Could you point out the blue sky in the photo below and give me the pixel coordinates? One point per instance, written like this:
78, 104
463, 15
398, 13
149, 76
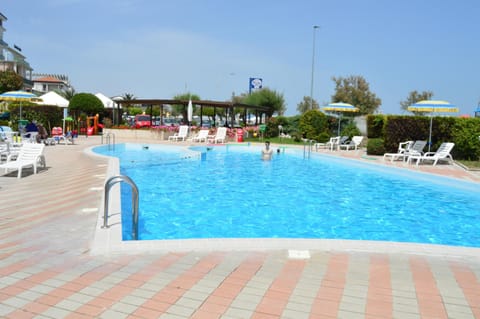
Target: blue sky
156, 48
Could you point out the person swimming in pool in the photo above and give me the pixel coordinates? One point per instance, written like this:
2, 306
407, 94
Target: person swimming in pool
267, 152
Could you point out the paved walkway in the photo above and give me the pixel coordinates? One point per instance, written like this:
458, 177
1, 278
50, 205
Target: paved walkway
48, 221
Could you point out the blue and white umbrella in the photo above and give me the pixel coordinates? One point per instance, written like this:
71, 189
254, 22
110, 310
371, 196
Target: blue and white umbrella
432, 106
340, 108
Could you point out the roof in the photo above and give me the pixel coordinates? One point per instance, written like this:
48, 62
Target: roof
48, 79
194, 102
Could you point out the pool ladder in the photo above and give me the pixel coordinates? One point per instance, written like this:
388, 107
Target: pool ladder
108, 140
307, 148
108, 185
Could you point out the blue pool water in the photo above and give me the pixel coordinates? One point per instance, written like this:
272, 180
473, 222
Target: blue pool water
228, 192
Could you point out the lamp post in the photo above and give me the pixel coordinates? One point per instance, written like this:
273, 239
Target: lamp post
315, 27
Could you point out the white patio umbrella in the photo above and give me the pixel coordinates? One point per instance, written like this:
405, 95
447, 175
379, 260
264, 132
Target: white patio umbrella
432, 106
340, 108
53, 98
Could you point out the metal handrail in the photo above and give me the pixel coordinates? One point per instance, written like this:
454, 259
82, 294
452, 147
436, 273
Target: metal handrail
107, 138
310, 146
108, 185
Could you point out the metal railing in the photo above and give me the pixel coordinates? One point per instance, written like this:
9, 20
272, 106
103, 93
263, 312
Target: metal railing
108, 185
108, 140
307, 148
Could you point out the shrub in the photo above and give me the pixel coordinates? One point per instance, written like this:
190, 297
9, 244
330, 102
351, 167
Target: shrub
375, 146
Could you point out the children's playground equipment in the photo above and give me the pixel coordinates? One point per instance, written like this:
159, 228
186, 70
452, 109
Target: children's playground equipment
92, 126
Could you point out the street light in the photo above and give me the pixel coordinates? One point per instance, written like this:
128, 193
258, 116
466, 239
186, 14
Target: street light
315, 27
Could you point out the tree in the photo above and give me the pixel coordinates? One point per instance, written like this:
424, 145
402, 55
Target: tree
268, 98
415, 97
355, 90
10, 81
86, 103
306, 105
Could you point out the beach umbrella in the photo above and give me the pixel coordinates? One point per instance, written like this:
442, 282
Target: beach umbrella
19, 96
190, 111
432, 106
340, 108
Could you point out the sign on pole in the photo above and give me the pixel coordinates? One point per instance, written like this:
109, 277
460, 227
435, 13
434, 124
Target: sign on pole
255, 84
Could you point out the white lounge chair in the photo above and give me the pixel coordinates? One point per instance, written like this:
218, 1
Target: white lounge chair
353, 144
201, 136
220, 136
181, 135
30, 154
331, 144
406, 149
443, 153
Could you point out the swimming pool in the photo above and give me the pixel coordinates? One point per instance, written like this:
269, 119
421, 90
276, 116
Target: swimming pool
228, 192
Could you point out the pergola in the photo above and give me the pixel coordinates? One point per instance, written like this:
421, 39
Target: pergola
228, 107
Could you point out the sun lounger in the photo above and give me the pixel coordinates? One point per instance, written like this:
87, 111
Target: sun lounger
353, 144
220, 136
443, 153
407, 149
30, 154
181, 135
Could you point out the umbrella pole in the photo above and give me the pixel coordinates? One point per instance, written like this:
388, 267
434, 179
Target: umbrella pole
339, 121
430, 133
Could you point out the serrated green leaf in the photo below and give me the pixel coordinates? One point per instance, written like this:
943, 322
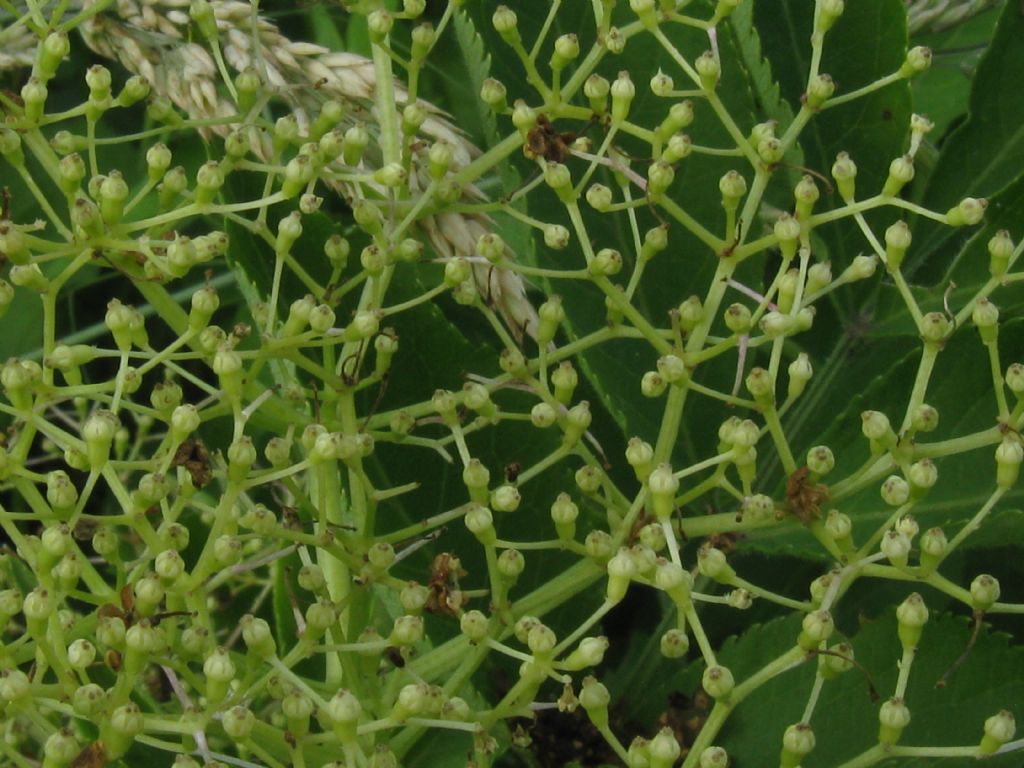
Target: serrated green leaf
845, 720
865, 44
986, 153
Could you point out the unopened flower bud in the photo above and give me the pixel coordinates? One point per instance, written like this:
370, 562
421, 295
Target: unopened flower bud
718, 682
919, 58
984, 591
894, 716
798, 742
1000, 250
911, 615
999, 729
845, 172
969, 212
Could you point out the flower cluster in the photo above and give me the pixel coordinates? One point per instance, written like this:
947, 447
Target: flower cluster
268, 507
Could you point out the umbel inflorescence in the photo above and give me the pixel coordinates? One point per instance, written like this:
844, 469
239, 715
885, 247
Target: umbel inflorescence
227, 543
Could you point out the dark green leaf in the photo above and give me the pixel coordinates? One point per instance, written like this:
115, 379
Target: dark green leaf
986, 153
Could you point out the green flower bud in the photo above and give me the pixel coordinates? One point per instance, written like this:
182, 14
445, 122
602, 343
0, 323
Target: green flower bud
999, 729
674, 644
713, 563
98, 432
226, 550
659, 178
184, 421
598, 545
819, 90
709, 70
505, 499
897, 242
49, 54
60, 749
412, 700
578, 421
935, 328
652, 384
118, 733
14, 686
663, 485
798, 742
839, 527
900, 174
678, 147
621, 568
680, 116
543, 415
480, 522
969, 212
354, 143
241, 457
664, 750
614, 41
195, 641
1009, 456
923, 475
1000, 250
815, 629
595, 698
758, 507
714, 757
845, 172
623, 92
566, 49
227, 366
895, 491
828, 13
105, 543
919, 59
760, 385
169, 566
770, 151
984, 591
511, 563
894, 716
564, 514
911, 615
737, 318
31, 276
800, 374
733, 187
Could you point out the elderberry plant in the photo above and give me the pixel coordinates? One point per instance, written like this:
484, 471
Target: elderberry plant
332, 439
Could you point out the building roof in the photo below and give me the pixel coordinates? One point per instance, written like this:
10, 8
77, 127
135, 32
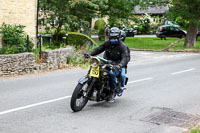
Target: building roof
151, 10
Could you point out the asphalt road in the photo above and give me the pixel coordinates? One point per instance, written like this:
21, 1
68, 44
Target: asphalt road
162, 96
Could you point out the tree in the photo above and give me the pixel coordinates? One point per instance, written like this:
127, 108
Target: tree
188, 10
118, 10
71, 14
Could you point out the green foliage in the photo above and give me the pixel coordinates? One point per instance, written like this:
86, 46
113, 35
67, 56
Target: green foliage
77, 59
68, 14
100, 26
118, 11
144, 24
196, 130
78, 39
14, 39
148, 43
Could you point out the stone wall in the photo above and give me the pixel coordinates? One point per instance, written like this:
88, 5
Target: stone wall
19, 64
22, 12
16, 64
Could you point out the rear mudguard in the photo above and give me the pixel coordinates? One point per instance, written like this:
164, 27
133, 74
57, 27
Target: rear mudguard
83, 80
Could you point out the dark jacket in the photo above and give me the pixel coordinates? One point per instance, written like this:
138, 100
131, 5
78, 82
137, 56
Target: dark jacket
119, 52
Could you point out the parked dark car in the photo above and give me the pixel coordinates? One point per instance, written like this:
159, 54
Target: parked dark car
170, 31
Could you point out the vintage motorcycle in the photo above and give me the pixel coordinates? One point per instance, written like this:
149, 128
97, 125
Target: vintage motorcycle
95, 85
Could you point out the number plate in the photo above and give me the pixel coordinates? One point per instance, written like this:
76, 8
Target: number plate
94, 72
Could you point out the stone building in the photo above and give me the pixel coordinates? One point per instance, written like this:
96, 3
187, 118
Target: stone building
23, 12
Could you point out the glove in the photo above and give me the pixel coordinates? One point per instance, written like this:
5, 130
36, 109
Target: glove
86, 55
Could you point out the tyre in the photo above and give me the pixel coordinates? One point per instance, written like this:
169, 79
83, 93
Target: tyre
78, 100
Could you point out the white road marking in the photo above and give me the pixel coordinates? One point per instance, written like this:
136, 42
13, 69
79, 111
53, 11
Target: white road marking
139, 80
33, 105
183, 71
54, 100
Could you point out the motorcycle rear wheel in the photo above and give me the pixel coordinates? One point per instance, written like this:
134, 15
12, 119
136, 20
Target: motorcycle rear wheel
78, 100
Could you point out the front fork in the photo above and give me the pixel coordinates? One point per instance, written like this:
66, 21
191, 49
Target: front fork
85, 79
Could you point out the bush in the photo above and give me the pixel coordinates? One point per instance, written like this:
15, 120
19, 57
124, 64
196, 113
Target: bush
14, 39
100, 26
78, 39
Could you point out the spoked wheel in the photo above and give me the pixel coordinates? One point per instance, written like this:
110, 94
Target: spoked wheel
79, 99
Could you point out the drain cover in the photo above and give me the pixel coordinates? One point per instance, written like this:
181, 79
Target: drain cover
172, 118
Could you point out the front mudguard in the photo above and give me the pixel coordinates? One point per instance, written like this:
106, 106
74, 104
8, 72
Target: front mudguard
83, 80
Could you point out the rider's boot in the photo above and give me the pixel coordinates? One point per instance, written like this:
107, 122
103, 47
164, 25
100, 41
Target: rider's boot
121, 91
111, 97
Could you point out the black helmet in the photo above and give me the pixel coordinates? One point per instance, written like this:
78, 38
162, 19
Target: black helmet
114, 33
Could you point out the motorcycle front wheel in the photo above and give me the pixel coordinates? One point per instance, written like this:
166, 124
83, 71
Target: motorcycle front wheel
78, 100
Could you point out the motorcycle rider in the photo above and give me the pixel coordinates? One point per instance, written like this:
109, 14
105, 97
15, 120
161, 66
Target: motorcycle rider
117, 51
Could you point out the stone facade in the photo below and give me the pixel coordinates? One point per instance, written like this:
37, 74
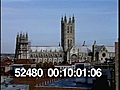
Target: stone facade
66, 52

:::

Task to carry out: Take the line containing "Could you point out the spoked" and all lines after it to the end of the data above, and reproduce them exactly, leaving out pictures. Nothing else belongs in the copy.

Written solution:
Could you point out the spoked wheel in the photo above and give me the pixel coordinates? One point per instance, written like this:
110, 94
Target: spoked wheel
79, 99
Could you point out the drain cover in the photo above and give me the pixel coordinates? One point per instance, written like this:
181, 79
Target: drain cover
172, 118
Could you point out the front mudguard in the photo above and give me the pixel coordinates? One point per instance, written like this:
106, 106
74, 104
8, 72
Target: front mudguard
83, 80
Could you point out the rider's boot in the photo above and give me the pixel coordinates? One point per instance, written like this:
107, 122
103, 47
164, 25
100, 41
Target: rider's boot
121, 91
111, 97
Could you point out the black helmet in the photo above and give me the pixel coordinates? One point per instance, written like this:
78, 38
162, 19
Target: black helmet
114, 33
Could you point out the motorcycle front wheel in the photo above and give me the pixel coordinates? One point per instance, written like this:
166, 124
83, 71
Target: motorcycle front wheel
78, 100
Could you point out the motorcycle rider in the photo above and give me the pixel coordinates? One point per instance, written like this:
109, 14
105, 97
15, 120
161, 66
Target: motorcycle rider
117, 51
Could you point out the stone facade in the photo below and give me the pixel coordinates? One point per instance, written like this:
37, 74
Target: stone facade
66, 52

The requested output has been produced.